EXTRAIT DE PAGE -
::::::

Porté par une campagne de promotion artisanale mais massive, Merci patron !, qui sort aujourd’hui en DVD, a constitué un phénomène dans les salles dont le documentaire n’est pas coutumier. Dépassant les 600 000 entrées, ce petit film au budget annoncé de 40 000 € a terrassé en longévité sur les écrans pas mal de ses concurrents. L’auteur de cet exploit en est à son coup d’essai en tant que réalisateur et le revendique. Si François Ruffin fondateur du journal Fakir attrape sa caméra, c’est qu’il se sent investi d’une mission : faire connaître la détresse économique dramatique qui frappe sa région du Nord. En épigone amiénois de Michael Moore, c’est du côté du grand spectacle qu’il va chercher la revanche sociale sous forme de redistribution des richesses.
Le vieil homme indigne
Avec une ironie potache empruntée aux Charlots dont la chanson scande le film, Merci patron ! met dos à dos les Klur, couple surendetté menacé d’expulsion et Bernard Arnault, à la tête du groupe LVMH qui a délocalisé en Pologne leur usine ECCE de Poix du Nord, la dernière à fabriquer en France les costumes de marque Kenzo. Un PDG du secteur du luxe marqué du sceau de l’infamie nationale pour son désir décomplexé d’exil fiscal vs un couple qui dîne d’une tartine de fromage blanc pour son réveillon de Noël : le combat semble perdu d’avance pour ce qui est du rapport de force. Mais il l’est encore davantage sur le ring de la sympathie médiatique. Hitchcock ne disait-il pas que plus réussi était le méchant, meilleur était le film ? Ruffin met en branle une mécanique d’activisme politique pour rendre justice à ses victimes qui semblent tout droit sortis d’un de ces contes, tel le Petit Poucet, écrits en temps de famine. Ces personnages s’opposent autour d’une idée communément partagée : être immensément pauvre, c’est révoltant. Degré zéro de la subversion politique, Merci patron ! se contentera de ces vérités qui ne font de mal à personne pour aboutir à un happy end attendu. Il suffit d’un raccourci populiste pour que le film en arrive à sa conclusion simpliste : pour faire taire cette inégalité, il faut que le riche mette la main à la poche.

::::::

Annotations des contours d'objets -
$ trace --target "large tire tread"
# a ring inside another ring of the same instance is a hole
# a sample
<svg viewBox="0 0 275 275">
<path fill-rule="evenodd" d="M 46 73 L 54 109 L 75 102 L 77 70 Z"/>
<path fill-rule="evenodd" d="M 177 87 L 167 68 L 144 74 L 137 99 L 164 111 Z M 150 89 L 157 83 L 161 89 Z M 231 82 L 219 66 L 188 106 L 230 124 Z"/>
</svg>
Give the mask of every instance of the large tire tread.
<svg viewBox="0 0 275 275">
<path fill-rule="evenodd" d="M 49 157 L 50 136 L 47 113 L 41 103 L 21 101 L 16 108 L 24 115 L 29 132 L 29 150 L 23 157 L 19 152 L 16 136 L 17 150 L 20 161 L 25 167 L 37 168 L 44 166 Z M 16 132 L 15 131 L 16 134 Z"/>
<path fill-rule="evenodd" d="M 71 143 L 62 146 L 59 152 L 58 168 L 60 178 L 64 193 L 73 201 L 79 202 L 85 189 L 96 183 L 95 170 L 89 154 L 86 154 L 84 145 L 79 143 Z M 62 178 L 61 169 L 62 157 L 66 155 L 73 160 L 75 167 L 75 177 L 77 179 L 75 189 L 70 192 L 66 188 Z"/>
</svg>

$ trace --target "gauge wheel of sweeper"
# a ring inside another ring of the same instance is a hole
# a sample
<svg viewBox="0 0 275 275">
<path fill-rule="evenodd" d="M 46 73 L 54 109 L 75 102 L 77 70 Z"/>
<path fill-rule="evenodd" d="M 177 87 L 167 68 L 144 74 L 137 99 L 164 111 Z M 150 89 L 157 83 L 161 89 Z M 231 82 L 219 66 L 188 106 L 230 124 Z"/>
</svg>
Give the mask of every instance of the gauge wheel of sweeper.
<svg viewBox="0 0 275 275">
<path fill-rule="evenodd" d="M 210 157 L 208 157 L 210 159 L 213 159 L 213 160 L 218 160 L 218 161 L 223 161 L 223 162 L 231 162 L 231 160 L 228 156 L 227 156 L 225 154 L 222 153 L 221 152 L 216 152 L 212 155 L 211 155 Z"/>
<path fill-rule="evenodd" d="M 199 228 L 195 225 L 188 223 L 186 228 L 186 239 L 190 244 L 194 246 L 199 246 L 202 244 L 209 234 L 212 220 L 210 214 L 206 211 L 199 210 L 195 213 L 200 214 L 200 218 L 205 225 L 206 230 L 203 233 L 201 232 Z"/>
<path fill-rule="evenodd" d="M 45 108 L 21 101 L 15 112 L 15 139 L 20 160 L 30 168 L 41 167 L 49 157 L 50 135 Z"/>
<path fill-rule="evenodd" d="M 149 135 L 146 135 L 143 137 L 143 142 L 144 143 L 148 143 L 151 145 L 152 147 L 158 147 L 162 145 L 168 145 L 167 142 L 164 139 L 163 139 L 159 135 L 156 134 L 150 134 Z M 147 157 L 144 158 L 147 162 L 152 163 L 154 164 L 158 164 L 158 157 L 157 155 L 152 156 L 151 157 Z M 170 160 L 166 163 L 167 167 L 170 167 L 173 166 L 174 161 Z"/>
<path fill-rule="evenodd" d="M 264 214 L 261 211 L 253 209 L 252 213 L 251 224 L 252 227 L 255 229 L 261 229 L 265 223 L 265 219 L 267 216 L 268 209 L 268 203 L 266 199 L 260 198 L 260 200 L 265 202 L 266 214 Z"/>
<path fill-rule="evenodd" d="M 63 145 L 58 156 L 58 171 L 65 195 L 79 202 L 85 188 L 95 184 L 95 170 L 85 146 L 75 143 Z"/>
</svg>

::::::

TRAVAIL DEMANDÉ - Réécrivez sous forme de liste le paragraphe de l'extrait qui commence par « Porté par une campagne de promotion ». Conservez ses faits principaux.

RÉPONSE ATTENDUE -
- Merci patron !, qui sort aujourd'hui en DVD, a été porté par une campagne de promotion artisanale mais massive.
- Ce documentaire a connu en salles un succès inhabituel pour le genre. Il a dépassé les 600 000 entrées avec un budget annoncé de 40 000 €, et il est resté à l'affiche plus longtemps que bien des concurrents.
- C'est le premier film de son réalisateur, François Ruffin, fondateur du journal Fakir, qui le revendique.
- Ruffin veut faire connaître la détresse économique dramatique qui frappe sa région du Nord.
- En épigone amiénois de Michael Moore, il cherche dans le grand spectacle la revanche sociale, sous forme de redistribution des richesses.